▶ **Record set**:
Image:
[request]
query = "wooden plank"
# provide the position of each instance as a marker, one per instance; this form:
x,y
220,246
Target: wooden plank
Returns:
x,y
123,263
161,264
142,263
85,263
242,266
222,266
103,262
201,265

▶ **Exercise description**: Edit the material above so that each "wooden plank" becomes "timber board", with every other line and character left as it is.

▶ **Reply to the exercise**:
Image:
[request]
query = "timber board"
# provide the position of each instance as a marker, one per instance; this form:
x,y
220,246
Target: timber board
Returns:
x,y
123,263
161,264
142,263
85,263
242,266
222,266
103,262
201,265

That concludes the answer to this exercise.